▶ _Page_
——

Mohammed Benmoussa : pourquoi j’ai décidé de quitter l’Istiqlal

Par Mohammed Benmoussa

Pour l'économiste et ancien membre de la CSMD, le parti politique auquel il a adhéré il y a plus de 20 ans “est en déclin absolu”. Il rejoint une autre formation afin de “mettre en œuvre le Nouveau modèle de développement”.

Il est des moments dans l’histoire d’un homme où il est essentiel d’assumer ses responsabilités, quel qu’en soit le prix, et de prendre acte avec l’histoire.

Je le fais aujourd’hui en conscience et la mort dans l’âme, à l’égard de la formation politique à laquelle j’ai appartenu durant plus de deux décennies mais avec laquelle je prends désormais mes distances définitivement.

J’ai donc décidé de quitter le Parti de l’Istiqlal et j’ai estimé nécessaire d’éclairer mes compatriotes sur les raisons de cette décision, pour éviter à d’autres, ceux-là mêmes qui sont passés maîtres en fait de tromperie et de duplicité, le soin de s’épancher en justifications fallacieuses.

——

▶ _Ce qui est demandé_
1. D'après la page, depuis combien de temps Mohammed Benmoussa appartenait-il à la formation politique qu'il quitte ?
2. Indiquez, s'il vous plaît, si chacune de ces affirmations concorde avec la page, en répondant par oui ou par non et en citant les mots décisifs : (a) Mohammed Benmoussa rejoint une autre formation politique. (b) Il quitte le Parti de l'Istiqlal le cœur léger. (c) Il est présenté comme un ancien membre de la CSMD.

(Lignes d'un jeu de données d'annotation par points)
——

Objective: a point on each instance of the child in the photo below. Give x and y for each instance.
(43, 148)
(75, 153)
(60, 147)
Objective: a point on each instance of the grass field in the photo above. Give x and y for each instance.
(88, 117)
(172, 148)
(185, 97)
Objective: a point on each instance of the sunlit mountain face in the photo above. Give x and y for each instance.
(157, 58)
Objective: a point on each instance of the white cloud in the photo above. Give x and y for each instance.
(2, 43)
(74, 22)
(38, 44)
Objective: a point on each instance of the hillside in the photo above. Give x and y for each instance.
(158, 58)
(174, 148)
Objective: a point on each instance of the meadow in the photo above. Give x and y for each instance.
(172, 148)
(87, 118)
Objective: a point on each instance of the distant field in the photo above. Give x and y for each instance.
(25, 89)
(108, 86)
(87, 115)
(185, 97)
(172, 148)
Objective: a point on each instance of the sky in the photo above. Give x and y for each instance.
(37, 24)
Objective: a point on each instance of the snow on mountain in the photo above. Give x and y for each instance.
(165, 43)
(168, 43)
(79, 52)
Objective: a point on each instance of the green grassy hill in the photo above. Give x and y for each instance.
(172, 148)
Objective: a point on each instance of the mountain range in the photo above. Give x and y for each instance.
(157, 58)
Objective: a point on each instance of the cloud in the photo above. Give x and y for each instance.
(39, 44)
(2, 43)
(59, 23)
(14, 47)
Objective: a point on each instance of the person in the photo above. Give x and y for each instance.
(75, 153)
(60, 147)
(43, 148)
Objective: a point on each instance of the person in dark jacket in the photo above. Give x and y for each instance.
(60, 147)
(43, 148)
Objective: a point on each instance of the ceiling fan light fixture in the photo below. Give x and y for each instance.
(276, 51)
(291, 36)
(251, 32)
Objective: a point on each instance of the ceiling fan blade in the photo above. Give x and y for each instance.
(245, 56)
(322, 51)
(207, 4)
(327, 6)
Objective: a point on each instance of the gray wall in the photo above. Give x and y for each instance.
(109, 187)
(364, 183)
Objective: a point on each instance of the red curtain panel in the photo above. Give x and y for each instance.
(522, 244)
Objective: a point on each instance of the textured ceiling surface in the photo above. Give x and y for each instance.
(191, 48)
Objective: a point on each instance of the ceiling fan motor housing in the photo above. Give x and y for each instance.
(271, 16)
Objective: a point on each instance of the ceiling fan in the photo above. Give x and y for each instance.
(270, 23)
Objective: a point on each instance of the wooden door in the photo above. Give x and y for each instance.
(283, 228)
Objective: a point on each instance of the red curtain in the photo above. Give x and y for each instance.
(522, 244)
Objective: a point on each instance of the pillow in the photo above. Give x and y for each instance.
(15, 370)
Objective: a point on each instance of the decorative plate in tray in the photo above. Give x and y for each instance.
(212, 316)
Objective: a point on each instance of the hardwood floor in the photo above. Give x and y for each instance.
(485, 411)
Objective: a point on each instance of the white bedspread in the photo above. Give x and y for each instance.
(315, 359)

——

▶ _Corrigé de l'exercice_
1. Depuis plus de deux décennies, soit plus de 20 ans.

2.
(a) Oui : « Il rejoint une autre formation ».
(b) Non : « la mort dans l’âme ».
(c) Oui : « ancien membre de la CSMD ».